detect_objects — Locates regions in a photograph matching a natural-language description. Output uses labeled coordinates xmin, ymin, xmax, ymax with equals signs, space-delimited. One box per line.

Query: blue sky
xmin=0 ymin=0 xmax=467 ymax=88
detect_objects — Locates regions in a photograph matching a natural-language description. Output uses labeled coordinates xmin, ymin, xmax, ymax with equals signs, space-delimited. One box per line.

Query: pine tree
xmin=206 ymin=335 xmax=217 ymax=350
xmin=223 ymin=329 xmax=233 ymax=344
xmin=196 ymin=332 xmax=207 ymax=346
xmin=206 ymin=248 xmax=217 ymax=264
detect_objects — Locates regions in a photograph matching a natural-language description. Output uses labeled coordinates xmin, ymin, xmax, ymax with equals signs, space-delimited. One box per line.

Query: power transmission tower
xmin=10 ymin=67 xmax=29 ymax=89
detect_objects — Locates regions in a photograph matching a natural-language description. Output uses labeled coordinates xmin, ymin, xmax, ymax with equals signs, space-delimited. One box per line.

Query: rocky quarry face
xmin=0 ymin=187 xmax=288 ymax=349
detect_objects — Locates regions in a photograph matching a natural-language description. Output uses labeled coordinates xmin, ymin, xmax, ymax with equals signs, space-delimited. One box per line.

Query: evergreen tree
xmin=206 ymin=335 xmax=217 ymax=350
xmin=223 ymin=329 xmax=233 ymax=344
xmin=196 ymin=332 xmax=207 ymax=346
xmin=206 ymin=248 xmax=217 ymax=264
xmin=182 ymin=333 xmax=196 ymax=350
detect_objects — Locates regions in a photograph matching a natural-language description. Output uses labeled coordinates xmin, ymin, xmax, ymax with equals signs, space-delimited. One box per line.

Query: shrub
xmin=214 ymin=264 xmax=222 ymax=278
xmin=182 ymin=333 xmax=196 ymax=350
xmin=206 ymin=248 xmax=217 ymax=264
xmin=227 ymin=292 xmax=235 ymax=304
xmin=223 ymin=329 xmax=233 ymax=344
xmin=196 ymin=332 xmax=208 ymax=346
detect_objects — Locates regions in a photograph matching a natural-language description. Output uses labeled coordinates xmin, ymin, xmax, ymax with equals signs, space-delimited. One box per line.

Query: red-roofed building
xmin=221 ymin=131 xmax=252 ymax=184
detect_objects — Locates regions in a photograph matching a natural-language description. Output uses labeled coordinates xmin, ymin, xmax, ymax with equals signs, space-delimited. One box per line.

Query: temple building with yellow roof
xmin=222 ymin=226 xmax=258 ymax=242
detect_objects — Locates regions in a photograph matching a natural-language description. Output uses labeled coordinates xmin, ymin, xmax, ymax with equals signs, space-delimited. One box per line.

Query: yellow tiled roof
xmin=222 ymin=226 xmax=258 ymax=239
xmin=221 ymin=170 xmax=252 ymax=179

========================

• **Task to complete**:
Could you rewrite the lines above, from the first one through the line with "xmin=0 ymin=0 xmax=467 ymax=88" (both included), adding -20 to every bounding box coordinate and leaving everything else unchanged?

• **Output**:
detect_objects — Locates regions in a photograph matching a natural-language description. Output uses labeled coordinates xmin, ymin, xmax, ymax with equals signs, space-delimited. One box per line.

Query: blue sky
xmin=-20 ymin=-20 xmax=447 ymax=68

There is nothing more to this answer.